Text extract
— Begin —
4
votes

My Dataflow pipeline needs to read a resource file GeoLite2-City.mmdb. I added it to my project and ran the pipeline. I confirmed that the project package zip file exists in the staging bucket on GCS.

However, when I try to read the resource file GeoLite-City.mmdb, I get a FileNotFoundException. How can I fix this? This is my code:

String path = myClass.class.getResource("/GeoLite2-City.mmdb").getPath();

File database = new File(path);

try
{

DatabaseReader reader = new DatabaseReader.Builder(database).build(); //<-this line get a FileNotFoundException

}

catch (IOException e)

{

LOG.info(e.toString());

}

My project package zip file is "classes-WOdCPQCHjW-hRNtrfrnZMw.zip" (it contains class files and GeoLite2-City.mmdb)

The path value is "file:/dataflow/packages/staging/classes-WOdCPQCHjW-hRNtrfrnZMw.zip!/GeoLite2-City.mmdb", however it cannot be opened.

and This is the options.

--runner=BlockingDataflowPipelineRunner 
--project=peak-myproject 
--stagingLocation=gs://mybucket/staging 
--input=gs://mybucket_log/log.68599ca3.gz

The Goal is transform the log file on GCS, and insert the transformed data to BigQuery. When i ran locally, it was success importing to Bigquery. i think there is a difference local PC and GCE to get the resource path.

1
Does this run locally using the DirectPipelineRunner? - Graham Polley
Also can you confirm whether your DatabaseReader class supports files located inside zip archives at all? That's independent on Dataflow - you can just try to create the DatabaseReader in your main program and point it at a local copy of the classes-WOdCPQCHjW-hRNtrfrnZMw.zip file, and check if it works. - jkff
No, The runner is BlockingDataflowPipelineRunner. When i ran locally using the DirectPipelineRunner, it worked well. the path value is locally "/C:/Users/Jennie/workspace/DataflowJavaSDK-master/eclipse/starter/target/classes/GeoLite2-City.mmdb" and this is my option. [ --runner=BlockingDataflowPipelineRunner --project=peak-myproject --stagingLocation=gs://mybucket/staging --input=gs://mybucket_log/log.68599ca3.gz ] - olivia

1 Answers

2
votes

I think the issue might be that DatabaseReader does not support paths to resources located inside a .zip or .jar file.
— End —
Data
— Begin —
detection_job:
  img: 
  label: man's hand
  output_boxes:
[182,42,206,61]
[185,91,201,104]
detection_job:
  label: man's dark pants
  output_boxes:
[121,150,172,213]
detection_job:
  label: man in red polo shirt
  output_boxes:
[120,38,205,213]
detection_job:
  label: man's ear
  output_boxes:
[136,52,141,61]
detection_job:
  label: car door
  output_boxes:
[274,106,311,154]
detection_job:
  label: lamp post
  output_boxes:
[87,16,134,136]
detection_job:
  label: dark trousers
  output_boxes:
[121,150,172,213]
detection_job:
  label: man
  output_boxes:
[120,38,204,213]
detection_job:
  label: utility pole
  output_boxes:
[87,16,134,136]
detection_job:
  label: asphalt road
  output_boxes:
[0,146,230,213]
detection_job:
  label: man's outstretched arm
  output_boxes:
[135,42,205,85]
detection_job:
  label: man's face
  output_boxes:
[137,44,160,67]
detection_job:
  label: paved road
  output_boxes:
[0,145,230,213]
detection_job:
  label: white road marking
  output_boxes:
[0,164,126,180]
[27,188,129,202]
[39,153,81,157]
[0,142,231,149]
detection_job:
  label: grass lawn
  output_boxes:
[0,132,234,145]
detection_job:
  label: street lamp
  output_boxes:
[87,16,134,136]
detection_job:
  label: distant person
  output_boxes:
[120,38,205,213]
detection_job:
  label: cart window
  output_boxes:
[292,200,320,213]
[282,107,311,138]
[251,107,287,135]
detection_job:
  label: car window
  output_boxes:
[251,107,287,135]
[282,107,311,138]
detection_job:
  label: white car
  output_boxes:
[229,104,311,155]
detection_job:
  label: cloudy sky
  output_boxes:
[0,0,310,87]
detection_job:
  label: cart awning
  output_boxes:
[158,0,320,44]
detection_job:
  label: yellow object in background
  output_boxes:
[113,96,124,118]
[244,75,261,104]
— End —
Required tasks
1. Retype the Dataflow thread starting with "File database = new" and going on through "catch (IOException e)".
2. Does each statement agree with the Dataflow thread? Answer yes or no, and quote the words that decide it.
(a) The pipeline worked when it was run locally with the DirectPipelineRunner.
(b) The project package zip file holds only class files.
(c) The staging location in the options is gs://mybucket_log/staging.
3. Carry on the Dataflow thread from its last sentence.
The material has nothing to do with the Dataflow thread.

Task-by-task answers
1.
File database = new File(path);

try
{

DatabaseReader reader = new DatabaseReader.Builder(database).build(); //<-this line get a FileNotFoundException

}

catch (IOException e)

2.
(a) Yes: "When i ran locally using the DirectPipelineRunner, it worked well."
(b) No: "(it contains class files and GeoLite2-City.mmdb)"
(c) No: "--stagingLocation=gs://mybucket/staging"

3.
If that's the case, then your program worked with DirectPipelineRunner not because it's direct, but because the resource was simply located on the local filesystem rather than within the .zip file (as your comment says, the path was C:/Users/Jennie/workspace/DataflowJavaSDK-master/eclipse/starter/target/classe‌​s/GeoLite2-City.mmdb, while in the other case it was file:/dataflow/packages/staging/classes-WOdCPQCHjW-hRNtrfrnZMw.zip!/GeoLite2-City.mmdb)

I searched the web for what DatabaseReader class you might be talking about, and seems like it is https://github.com/maxmind/GeoIP2-java/blob/master/src/main/java/com/maxmind/geoip2/DatabaseReader.java .

In that case, there's a good chance that your code will work with the following minor change:

try
{
  InputStream stream = myClass.class.getResourceAsStream("/GeoLite2-City.mmdb");
  DatabaseReader reader = new DatabaseReader.Builder(stream).build();
}
catch (IOException e)
{
  ...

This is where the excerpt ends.